SHORT PROBLEM. Rewrite every line of the material from its start through the line containing "109), (132, 110)]", shifting the answer coordinates by adding 143 to each number in them. Omit the pictures.

GIVEN DATA.
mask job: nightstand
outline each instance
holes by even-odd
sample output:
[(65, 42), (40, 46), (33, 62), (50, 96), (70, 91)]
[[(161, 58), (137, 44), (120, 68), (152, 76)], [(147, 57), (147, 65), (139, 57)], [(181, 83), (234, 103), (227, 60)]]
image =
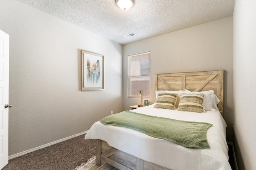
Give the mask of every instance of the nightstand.
[(133, 109), (138, 109), (138, 108), (140, 108), (140, 107), (138, 106), (138, 105), (134, 105), (130, 107), (130, 109), (132, 110)]

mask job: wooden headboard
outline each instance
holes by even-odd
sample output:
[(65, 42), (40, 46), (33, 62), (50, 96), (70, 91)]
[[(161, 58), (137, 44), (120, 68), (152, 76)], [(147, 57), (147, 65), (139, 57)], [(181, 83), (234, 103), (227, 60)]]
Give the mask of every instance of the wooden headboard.
[(224, 70), (220, 70), (154, 74), (154, 91), (187, 89), (200, 92), (212, 90), (220, 100), (217, 106), (223, 116), (224, 72)]

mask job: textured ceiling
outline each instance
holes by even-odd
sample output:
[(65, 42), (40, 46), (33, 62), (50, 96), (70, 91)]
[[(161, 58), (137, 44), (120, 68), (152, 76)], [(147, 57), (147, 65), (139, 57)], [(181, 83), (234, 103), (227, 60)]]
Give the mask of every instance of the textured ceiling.
[[(233, 16), (234, 0), (17, 0), (122, 44)], [(128, 38), (123, 36), (133, 33)]]

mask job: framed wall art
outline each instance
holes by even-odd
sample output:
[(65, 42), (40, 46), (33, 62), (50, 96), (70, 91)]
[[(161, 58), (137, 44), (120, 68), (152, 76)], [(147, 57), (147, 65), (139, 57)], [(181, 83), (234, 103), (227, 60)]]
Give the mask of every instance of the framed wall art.
[(81, 90), (104, 90), (104, 56), (81, 50)]

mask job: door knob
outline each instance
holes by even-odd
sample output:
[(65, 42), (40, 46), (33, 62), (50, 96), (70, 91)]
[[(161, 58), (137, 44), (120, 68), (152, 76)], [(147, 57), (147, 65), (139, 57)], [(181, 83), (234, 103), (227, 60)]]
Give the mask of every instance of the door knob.
[(7, 107), (12, 107), (12, 105), (11, 105), (10, 104), (6, 104), (5, 105), (4, 105), (4, 108), (5, 108), (6, 109)]

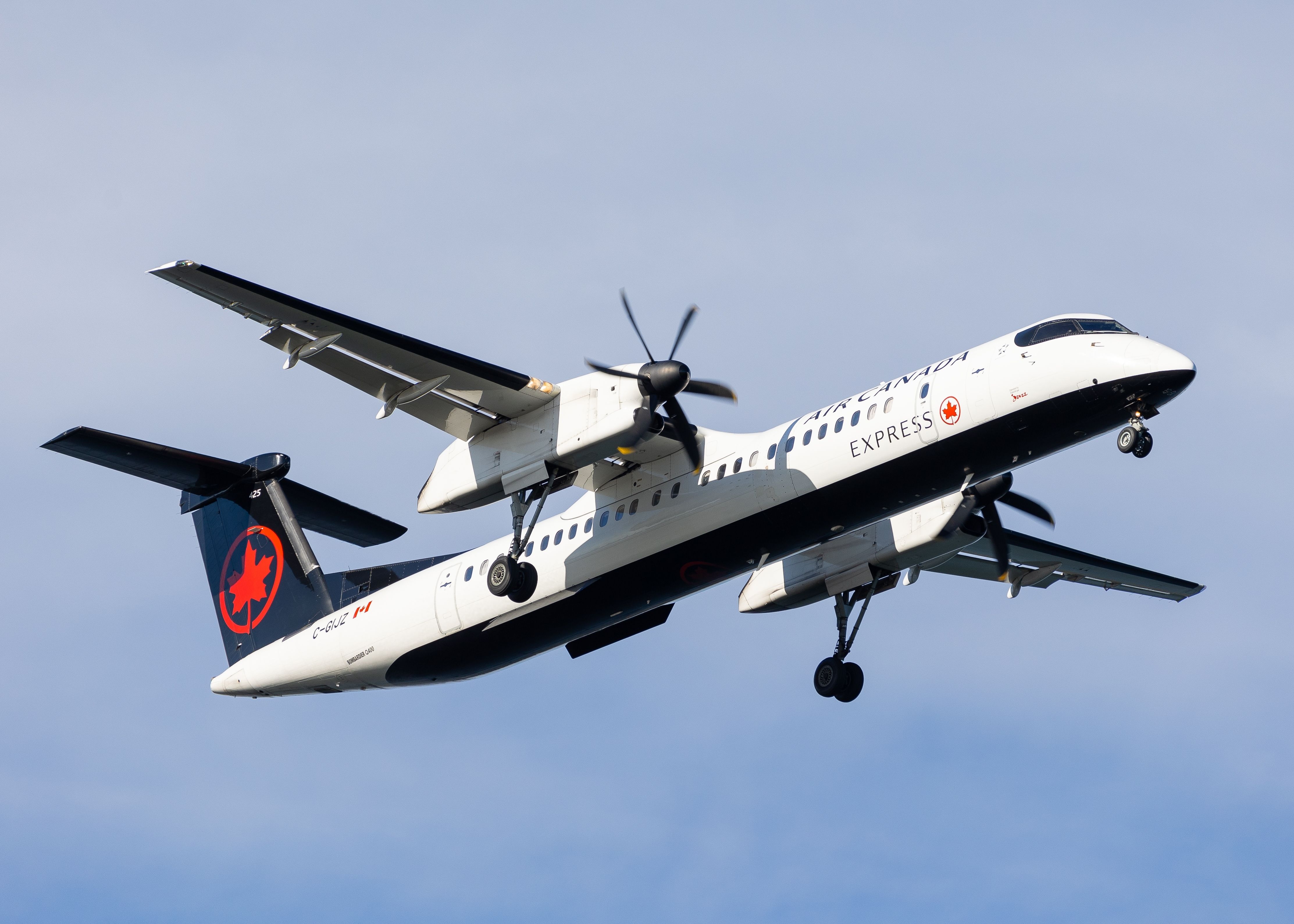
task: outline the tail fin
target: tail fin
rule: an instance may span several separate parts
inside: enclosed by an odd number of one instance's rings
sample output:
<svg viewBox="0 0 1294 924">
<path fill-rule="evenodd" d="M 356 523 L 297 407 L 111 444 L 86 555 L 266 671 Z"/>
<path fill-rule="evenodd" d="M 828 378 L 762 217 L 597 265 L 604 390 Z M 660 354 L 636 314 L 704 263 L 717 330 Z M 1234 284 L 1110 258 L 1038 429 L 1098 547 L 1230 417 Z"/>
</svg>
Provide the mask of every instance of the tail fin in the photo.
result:
<svg viewBox="0 0 1294 924">
<path fill-rule="evenodd" d="M 229 462 L 89 427 L 44 448 L 182 492 L 180 512 L 193 514 L 229 664 L 333 612 L 303 528 L 361 546 L 405 532 L 285 478 L 291 459 L 282 453 Z"/>
</svg>

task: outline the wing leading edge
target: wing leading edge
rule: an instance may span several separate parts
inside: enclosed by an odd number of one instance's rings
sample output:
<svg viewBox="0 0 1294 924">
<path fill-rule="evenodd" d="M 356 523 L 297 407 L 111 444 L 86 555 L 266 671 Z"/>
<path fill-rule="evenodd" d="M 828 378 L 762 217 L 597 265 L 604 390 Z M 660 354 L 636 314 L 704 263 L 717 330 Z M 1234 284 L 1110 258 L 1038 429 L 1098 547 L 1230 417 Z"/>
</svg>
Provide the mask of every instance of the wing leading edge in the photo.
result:
<svg viewBox="0 0 1294 924">
<path fill-rule="evenodd" d="M 1062 545 L 1009 529 L 1007 531 L 1007 544 L 1012 562 L 1008 573 L 1008 580 L 1013 585 L 1012 595 L 1020 588 L 1049 588 L 1056 581 L 1071 581 L 1180 603 L 1205 589 L 1202 584 L 1113 562 L 1077 549 L 1066 549 Z M 923 571 L 996 581 L 998 566 L 992 559 L 992 545 L 985 537 L 972 542 L 939 564 L 923 566 Z"/>
<path fill-rule="evenodd" d="M 261 340 L 458 439 L 555 397 L 549 382 L 285 295 L 193 260 L 149 270 L 269 327 Z M 317 344 L 317 346 L 316 346 Z"/>
</svg>

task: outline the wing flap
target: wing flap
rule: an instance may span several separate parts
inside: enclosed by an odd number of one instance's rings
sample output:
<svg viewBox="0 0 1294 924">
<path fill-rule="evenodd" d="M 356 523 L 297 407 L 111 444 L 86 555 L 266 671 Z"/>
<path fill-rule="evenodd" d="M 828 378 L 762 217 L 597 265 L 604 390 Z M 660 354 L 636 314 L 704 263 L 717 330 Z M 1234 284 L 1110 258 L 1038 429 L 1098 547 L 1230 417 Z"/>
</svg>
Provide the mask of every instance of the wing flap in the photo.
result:
<svg viewBox="0 0 1294 924">
<path fill-rule="evenodd" d="M 336 347 L 409 380 L 427 382 L 448 375 L 441 388 L 444 392 L 502 417 L 520 417 L 543 406 L 556 395 L 555 386 L 547 382 L 311 304 L 193 260 L 177 260 L 150 272 L 270 327 L 291 325 L 312 338 L 340 334 Z M 333 349 L 329 347 L 324 352 Z"/>
</svg>

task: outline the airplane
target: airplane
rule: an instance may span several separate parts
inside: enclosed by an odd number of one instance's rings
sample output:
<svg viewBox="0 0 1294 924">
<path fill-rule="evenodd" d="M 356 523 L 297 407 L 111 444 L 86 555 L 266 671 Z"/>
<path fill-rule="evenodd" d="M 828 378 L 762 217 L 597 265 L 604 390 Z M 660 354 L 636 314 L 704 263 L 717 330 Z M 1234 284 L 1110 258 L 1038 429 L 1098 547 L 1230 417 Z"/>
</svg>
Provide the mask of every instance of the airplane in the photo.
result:
<svg viewBox="0 0 1294 924">
<path fill-rule="evenodd" d="M 998 503 L 1053 525 L 1013 470 L 1117 430 L 1144 458 L 1146 421 L 1194 364 L 1118 321 L 1070 313 L 941 357 L 762 432 L 688 421 L 679 395 L 735 400 L 664 360 L 560 383 L 476 360 L 192 260 L 150 270 L 265 327 L 283 368 L 320 369 L 454 441 L 418 493 L 445 514 L 509 500 L 511 531 L 476 549 L 326 573 L 304 531 L 364 547 L 405 527 L 245 462 L 76 427 L 47 449 L 179 489 L 192 514 L 229 666 L 211 690 L 285 696 L 445 683 L 565 646 L 581 657 L 663 625 L 688 594 L 748 575 L 740 612 L 831 599 L 823 698 L 854 700 L 848 660 L 877 593 L 925 572 L 1057 582 L 1180 602 L 1203 585 L 1003 527 Z M 661 413 L 664 412 L 664 413 Z M 576 488 L 543 516 L 556 492 Z M 527 515 L 529 514 L 529 523 Z M 849 621 L 854 619 L 853 630 Z"/>
</svg>

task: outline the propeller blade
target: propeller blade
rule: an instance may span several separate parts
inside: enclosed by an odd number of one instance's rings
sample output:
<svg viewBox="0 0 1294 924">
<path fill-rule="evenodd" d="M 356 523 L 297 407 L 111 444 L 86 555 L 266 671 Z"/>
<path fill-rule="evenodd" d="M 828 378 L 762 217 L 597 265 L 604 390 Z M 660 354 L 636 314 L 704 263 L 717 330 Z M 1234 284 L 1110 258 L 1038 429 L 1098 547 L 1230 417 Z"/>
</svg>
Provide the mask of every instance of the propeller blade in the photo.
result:
<svg viewBox="0 0 1294 924">
<path fill-rule="evenodd" d="M 998 559 L 998 580 L 1005 581 L 1007 572 L 1011 571 L 1011 551 L 1007 547 L 1007 531 L 1002 528 L 1002 520 L 998 518 L 998 505 L 986 503 L 981 512 L 983 514 L 983 522 L 989 525 L 992 555 Z"/>
<path fill-rule="evenodd" d="M 628 296 L 628 295 L 625 295 L 625 290 L 624 290 L 624 289 L 621 289 L 621 290 L 620 290 L 620 300 L 621 300 L 621 302 L 624 303 L 624 305 L 625 305 L 625 314 L 628 314 L 628 316 L 629 316 L 629 324 L 631 324 L 631 325 L 634 326 L 634 333 L 635 333 L 635 334 L 638 334 L 638 342 L 639 342 L 641 344 L 643 344 L 643 349 L 646 349 L 646 351 L 647 351 L 647 361 L 648 361 L 648 362 L 655 362 L 655 361 L 656 361 L 656 357 L 651 355 L 651 347 L 648 347 L 648 346 L 647 346 L 647 340 L 644 340 L 644 339 L 643 339 L 643 333 L 642 333 L 641 330 L 638 330 L 638 322 L 637 322 L 637 321 L 634 321 L 634 312 L 633 312 L 633 309 L 631 309 L 631 308 L 629 307 L 629 296 Z"/>
<path fill-rule="evenodd" d="M 699 472 L 701 470 L 701 448 L 696 445 L 696 434 L 692 432 L 692 424 L 687 422 L 683 405 L 678 402 L 677 397 L 666 397 L 665 410 L 674 424 L 674 432 L 678 434 L 678 441 L 683 444 L 687 458 L 692 461 L 692 474 Z"/>
<path fill-rule="evenodd" d="M 943 524 L 943 529 L 939 531 L 939 538 L 951 537 L 952 533 L 955 533 L 958 529 L 965 525 L 965 522 L 970 519 L 970 514 L 973 512 L 974 512 L 974 498 L 963 497 L 961 503 L 958 505 L 958 509 L 952 511 L 952 516 L 949 519 L 947 523 Z"/>
<path fill-rule="evenodd" d="M 589 366 L 589 369 L 597 369 L 599 373 L 607 373 L 607 375 L 619 375 L 622 379 L 638 379 L 639 382 L 644 382 L 647 379 L 646 375 L 626 373 L 624 369 L 612 369 L 611 366 L 604 366 L 600 362 L 594 362 L 587 357 L 585 357 L 584 364 Z"/>
<path fill-rule="evenodd" d="M 683 388 L 683 391 L 690 391 L 694 395 L 709 395 L 712 397 L 726 397 L 729 401 L 736 401 L 736 392 L 726 384 L 719 384 L 718 382 L 692 379 L 687 383 L 687 387 Z"/>
<path fill-rule="evenodd" d="M 1051 511 L 1031 497 L 1025 497 L 1024 494 L 1008 490 L 998 500 L 1008 507 L 1014 507 L 1022 514 L 1029 514 L 1030 516 L 1036 516 L 1043 523 L 1049 523 L 1052 529 L 1056 528 L 1056 520 L 1052 518 Z"/>
<path fill-rule="evenodd" d="M 631 453 L 634 446 L 646 439 L 648 431 L 651 431 L 651 418 L 652 412 L 648 408 L 638 408 L 634 410 L 634 426 L 628 434 L 625 434 L 624 440 L 621 440 L 621 445 L 617 446 L 622 456 Z"/>
<path fill-rule="evenodd" d="M 696 305 L 688 305 L 687 311 L 683 312 L 683 320 L 678 325 L 678 335 L 674 338 L 674 347 L 669 351 L 669 358 L 674 358 L 674 353 L 678 352 L 678 344 L 683 342 L 683 334 L 687 333 L 687 325 L 692 322 L 692 318 L 696 317 L 696 312 L 699 311 L 700 308 Z"/>
</svg>

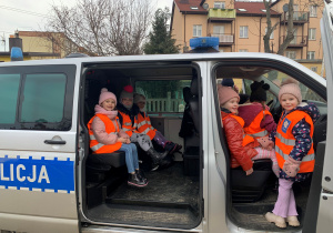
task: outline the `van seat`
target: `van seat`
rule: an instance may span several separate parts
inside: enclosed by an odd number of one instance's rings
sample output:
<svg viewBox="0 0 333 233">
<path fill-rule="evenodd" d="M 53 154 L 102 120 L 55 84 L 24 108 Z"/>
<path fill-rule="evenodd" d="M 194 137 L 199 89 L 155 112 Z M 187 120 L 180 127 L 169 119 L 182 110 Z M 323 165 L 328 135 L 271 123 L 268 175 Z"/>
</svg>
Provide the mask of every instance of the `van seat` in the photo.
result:
<svg viewBox="0 0 333 233">
<path fill-rule="evenodd" d="M 246 175 L 241 166 L 232 169 L 232 201 L 234 203 L 259 201 L 274 176 L 270 159 L 253 161 L 253 173 L 251 175 Z"/>
</svg>

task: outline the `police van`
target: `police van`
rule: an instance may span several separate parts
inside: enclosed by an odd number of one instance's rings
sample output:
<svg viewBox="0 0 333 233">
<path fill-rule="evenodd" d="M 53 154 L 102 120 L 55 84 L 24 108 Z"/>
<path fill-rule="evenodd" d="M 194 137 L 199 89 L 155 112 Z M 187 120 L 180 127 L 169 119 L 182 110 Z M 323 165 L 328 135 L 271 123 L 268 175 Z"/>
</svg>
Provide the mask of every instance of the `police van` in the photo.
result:
<svg viewBox="0 0 333 233">
<path fill-rule="evenodd" d="M 329 7 L 329 6 L 326 6 Z M 0 64 L 0 230 L 3 232 L 331 232 L 333 229 L 332 14 L 322 40 L 326 79 L 269 53 L 185 53 L 70 58 Z M 294 185 L 301 226 L 265 221 L 278 193 L 270 162 L 253 174 L 230 168 L 216 83 L 232 78 L 248 92 L 269 83 L 278 120 L 279 82 L 300 81 L 303 101 L 316 104 L 315 169 Z M 91 160 L 88 121 L 101 88 L 143 92 L 154 128 L 183 149 L 154 172 L 149 185 L 127 185 L 122 153 L 110 164 Z M 331 101 L 329 101 L 331 100 Z M 331 120 L 330 120 L 331 119 Z M 331 122 L 331 123 L 330 123 Z M 181 136 L 180 136 L 181 135 Z M 329 140 L 329 142 L 326 141 Z M 331 142 L 331 141 L 332 142 Z M 141 154 L 142 155 L 142 154 Z M 145 161 L 142 160 L 144 168 Z"/>
</svg>

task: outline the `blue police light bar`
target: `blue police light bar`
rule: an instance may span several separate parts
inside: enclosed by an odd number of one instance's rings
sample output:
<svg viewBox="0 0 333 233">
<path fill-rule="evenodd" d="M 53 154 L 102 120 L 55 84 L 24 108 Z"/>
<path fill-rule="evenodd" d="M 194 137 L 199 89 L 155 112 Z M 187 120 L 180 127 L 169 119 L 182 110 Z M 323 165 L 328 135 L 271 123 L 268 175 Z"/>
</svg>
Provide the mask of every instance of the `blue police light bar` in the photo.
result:
<svg viewBox="0 0 333 233">
<path fill-rule="evenodd" d="M 190 39 L 191 49 L 213 48 L 219 51 L 219 38 L 203 37 Z"/>
<path fill-rule="evenodd" d="M 19 47 L 12 47 L 10 51 L 11 61 L 23 61 L 23 52 Z"/>
</svg>

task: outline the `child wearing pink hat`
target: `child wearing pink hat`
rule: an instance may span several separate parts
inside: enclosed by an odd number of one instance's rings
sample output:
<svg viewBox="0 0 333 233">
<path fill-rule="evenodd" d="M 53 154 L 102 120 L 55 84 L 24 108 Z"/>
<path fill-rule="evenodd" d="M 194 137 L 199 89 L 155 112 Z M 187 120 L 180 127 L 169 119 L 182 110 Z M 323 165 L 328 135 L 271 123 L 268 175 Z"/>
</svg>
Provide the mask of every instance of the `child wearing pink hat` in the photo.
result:
<svg viewBox="0 0 333 233">
<path fill-rule="evenodd" d="M 129 172 L 128 184 L 138 188 L 147 186 L 148 181 L 139 170 L 137 146 L 121 129 L 115 105 L 115 95 L 103 88 L 99 104 L 94 107 L 95 115 L 88 122 L 90 149 L 94 154 L 124 151 Z"/>
<path fill-rule="evenodd" d="M 119 110 L 119 119 L 122 129 L 130 136 L 131 142 L 137 142 L 140 148 L 151 158 L 152 169 L 155 171 L 161 164 L 164 163 L 164 159 L 169 151 L 158 152 L 153 148 L 151 139 L 144 133 L 140 133 L 137 130 L 138 121 L 135 116 L 139 114 L 140 110 L 137 104 L 133 104 L 133 87 L 125 85 L 120 93 L 119 103 L 117 105 Z"/>
<path fill-rule="evenodd" d="M 303 103 L 299 82 L 286 79 L 282 82 L 279 101 L 283 109 L 275 136 L 275 154 L 280 166 L 279 195 L 272 212 L 265 217 L 278 227 L 299 226 L 296 202 L 292 190 L 294 182 L 304 181 L 314 169 L 312 144 L 313 123 L 319 119 L 319 109 Z"/>
<path fill-rule="evenodd" d="M 271 153 L 266 153 L 266 150 L 261 148 L 266 146 L 266 142 L 259 142 L 256 139 L 244 134 L 244 120 L 238 116 L 240 95 L 232 88 L 221 84 L 218 87 L 218 93 L 223 130 L 231 153 L 231 168 L 242 166 L 246 175 L 251 175 L 253 160 L 271 159 L 274 161 L 275 155 L 272 156 Z"/>
</svg>

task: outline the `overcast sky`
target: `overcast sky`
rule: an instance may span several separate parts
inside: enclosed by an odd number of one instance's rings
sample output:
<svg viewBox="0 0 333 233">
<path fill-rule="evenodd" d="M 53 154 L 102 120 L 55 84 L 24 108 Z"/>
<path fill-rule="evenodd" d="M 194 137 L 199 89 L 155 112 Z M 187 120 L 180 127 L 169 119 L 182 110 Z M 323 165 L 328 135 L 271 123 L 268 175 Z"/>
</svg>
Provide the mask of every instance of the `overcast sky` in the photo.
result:
<svg viewBox="0 0 333 233">
<path fill-rule="evenodd" d="M 173 0 L 151 0 L 158 8 L 172 9 Z M 64 4 L 72 7 L 77 0 L 0 0 L 0 51 L 8 51 L 8 38 L 16 30 L 40 31 L 51 6 Z M 4 42 L 6 39 L 6 49 Z"/>
</svg>

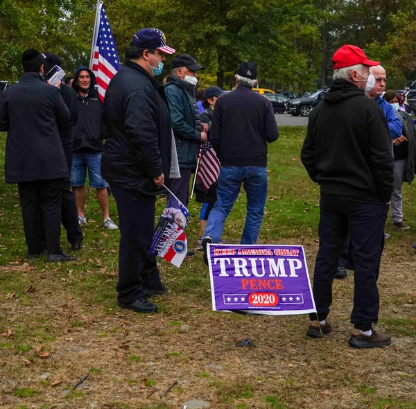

RESULT OF THIS TASK.
mask job: nightstand
outline each instance
holes by even-odd
sample output:
[(65, 42), (40, 46), (33, 62), (50, 96), (70, 91)]
[[(161, 58), (137, 44), (120, 68), (152, 76)], [(147, 57), (147, 65), (139, 57)], [(181, 83), (234, 103), (227, 60)]]
image =
Give the mask of every instance of the nightstand.
[(276, 252), (281, 252), (281, 251), (283, 251), (283, 250), (281, 249), (281, 248), (277, 248), (273, 250), (273, 252), (275, 253)]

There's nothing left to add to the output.